ACTIVITY>
Once the line with "of the woman" is found, repeat exactly that line and every one after it until the data below ends, including the last line.

== Segment start ==

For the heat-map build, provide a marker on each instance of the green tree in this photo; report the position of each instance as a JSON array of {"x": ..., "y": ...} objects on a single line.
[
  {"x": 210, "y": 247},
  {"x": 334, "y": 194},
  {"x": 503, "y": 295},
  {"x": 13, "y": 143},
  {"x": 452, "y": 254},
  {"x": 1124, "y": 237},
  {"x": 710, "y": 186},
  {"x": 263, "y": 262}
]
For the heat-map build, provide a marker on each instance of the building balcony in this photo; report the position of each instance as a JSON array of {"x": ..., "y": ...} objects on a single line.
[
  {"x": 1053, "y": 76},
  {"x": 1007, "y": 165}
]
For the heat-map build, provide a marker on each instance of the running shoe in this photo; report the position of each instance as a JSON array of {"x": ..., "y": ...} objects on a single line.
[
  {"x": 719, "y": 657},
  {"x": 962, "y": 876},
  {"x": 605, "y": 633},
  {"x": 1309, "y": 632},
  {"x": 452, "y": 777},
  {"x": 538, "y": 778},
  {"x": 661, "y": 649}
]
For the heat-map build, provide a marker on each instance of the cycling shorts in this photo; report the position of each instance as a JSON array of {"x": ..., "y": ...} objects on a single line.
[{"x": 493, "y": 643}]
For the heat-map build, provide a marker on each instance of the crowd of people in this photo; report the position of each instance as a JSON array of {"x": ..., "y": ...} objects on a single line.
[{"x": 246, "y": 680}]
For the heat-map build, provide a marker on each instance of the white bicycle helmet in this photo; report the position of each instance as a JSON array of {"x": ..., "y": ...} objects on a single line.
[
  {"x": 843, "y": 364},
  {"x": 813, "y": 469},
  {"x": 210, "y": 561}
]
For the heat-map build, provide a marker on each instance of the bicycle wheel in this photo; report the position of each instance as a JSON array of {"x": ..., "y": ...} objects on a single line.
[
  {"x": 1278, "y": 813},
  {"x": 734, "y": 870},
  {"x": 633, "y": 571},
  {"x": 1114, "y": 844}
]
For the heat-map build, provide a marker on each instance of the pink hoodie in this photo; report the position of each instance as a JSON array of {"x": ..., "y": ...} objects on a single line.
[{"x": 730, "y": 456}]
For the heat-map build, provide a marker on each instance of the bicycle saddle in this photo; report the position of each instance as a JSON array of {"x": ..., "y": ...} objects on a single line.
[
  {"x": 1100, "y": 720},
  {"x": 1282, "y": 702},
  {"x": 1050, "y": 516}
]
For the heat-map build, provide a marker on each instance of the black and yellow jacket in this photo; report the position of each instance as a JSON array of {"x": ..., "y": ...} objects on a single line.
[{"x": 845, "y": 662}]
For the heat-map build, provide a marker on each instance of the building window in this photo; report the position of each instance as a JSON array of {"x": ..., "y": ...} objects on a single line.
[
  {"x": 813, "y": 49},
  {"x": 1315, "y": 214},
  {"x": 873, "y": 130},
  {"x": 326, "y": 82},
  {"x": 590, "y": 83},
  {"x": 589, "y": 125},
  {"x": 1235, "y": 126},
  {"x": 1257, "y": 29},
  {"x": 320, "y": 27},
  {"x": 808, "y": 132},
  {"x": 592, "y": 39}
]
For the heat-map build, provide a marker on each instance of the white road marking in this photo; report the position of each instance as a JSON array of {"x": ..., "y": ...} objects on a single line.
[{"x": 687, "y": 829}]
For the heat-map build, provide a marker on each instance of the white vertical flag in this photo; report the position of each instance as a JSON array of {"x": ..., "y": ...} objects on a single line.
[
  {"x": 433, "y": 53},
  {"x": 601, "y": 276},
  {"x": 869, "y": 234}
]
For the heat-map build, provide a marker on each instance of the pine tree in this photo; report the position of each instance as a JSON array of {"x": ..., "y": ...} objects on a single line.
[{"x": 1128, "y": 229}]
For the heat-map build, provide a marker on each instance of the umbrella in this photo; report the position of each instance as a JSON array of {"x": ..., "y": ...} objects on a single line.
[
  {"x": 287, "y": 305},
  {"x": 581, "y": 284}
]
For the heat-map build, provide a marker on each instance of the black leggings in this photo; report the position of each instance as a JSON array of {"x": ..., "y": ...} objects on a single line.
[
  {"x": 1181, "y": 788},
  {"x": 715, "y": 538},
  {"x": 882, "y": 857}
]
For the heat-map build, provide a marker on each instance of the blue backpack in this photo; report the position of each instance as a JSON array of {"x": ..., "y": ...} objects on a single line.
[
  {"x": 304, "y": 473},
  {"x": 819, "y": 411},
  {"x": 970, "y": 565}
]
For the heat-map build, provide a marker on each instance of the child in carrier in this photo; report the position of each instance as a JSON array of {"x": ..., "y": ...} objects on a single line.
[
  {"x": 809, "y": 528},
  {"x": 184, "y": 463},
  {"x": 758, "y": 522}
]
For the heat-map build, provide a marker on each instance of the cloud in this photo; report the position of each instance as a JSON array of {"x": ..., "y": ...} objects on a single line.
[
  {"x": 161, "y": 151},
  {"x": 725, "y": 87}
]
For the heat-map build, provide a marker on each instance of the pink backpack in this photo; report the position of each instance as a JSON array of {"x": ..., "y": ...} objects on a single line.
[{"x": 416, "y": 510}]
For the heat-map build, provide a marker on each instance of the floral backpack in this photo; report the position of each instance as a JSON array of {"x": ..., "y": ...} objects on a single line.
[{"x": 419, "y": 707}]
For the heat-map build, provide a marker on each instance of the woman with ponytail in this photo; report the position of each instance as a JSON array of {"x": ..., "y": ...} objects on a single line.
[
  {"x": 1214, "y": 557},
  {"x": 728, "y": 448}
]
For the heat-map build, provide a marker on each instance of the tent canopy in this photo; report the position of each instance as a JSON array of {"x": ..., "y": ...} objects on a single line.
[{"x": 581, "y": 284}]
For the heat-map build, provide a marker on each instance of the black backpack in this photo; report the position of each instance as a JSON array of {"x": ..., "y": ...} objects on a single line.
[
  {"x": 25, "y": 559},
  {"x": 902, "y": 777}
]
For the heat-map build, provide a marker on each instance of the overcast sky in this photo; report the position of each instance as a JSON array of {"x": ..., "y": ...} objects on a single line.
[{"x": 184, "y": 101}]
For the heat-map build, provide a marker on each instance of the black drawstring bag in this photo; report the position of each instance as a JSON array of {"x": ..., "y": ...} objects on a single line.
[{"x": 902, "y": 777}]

== Segment end ==

RESPONSE TO THE TASK>
For the heat-map build, provide a marker on each instance of the woman with ponytail in this photo; report the position of each instance as a JSON array of {"x": ..., "y": ...} objects on a single line.
[
  {"x": 1214, "y": 557},
  {"x": 728, "y": 448}
]
For the heat-map build, provide a marker on each instance of the tent canopy in this photo; report the position of each instance as a JSON array of {"x": ..., "y": ...} objects on a single line.
[{"x": 581, "y": 284}]
For the heat-map build, provide a marker on each instance of the black backpack in this photo; report the position of each instance as a JSON array of {"x": ..., "y": ...} objects on a single line.
[
  {"x": 25, "y": 559},
  {"x": 902, "y": 777}
]
For the heat-map build, provide a marker on each instance of the overcast sky in this photo; report the position of each instance as a JSON array of {"x": ..., "y": ...} objects on a single line.
[{"x": 184, "y": 101}]
For the heat-map build, provide a marker on each instance of the black drawstring bag in this photo; report the position of each instance as a JSON array of {"x": ..., "y": ...} objects on a single line.
[{"x": 902, "y": 777}]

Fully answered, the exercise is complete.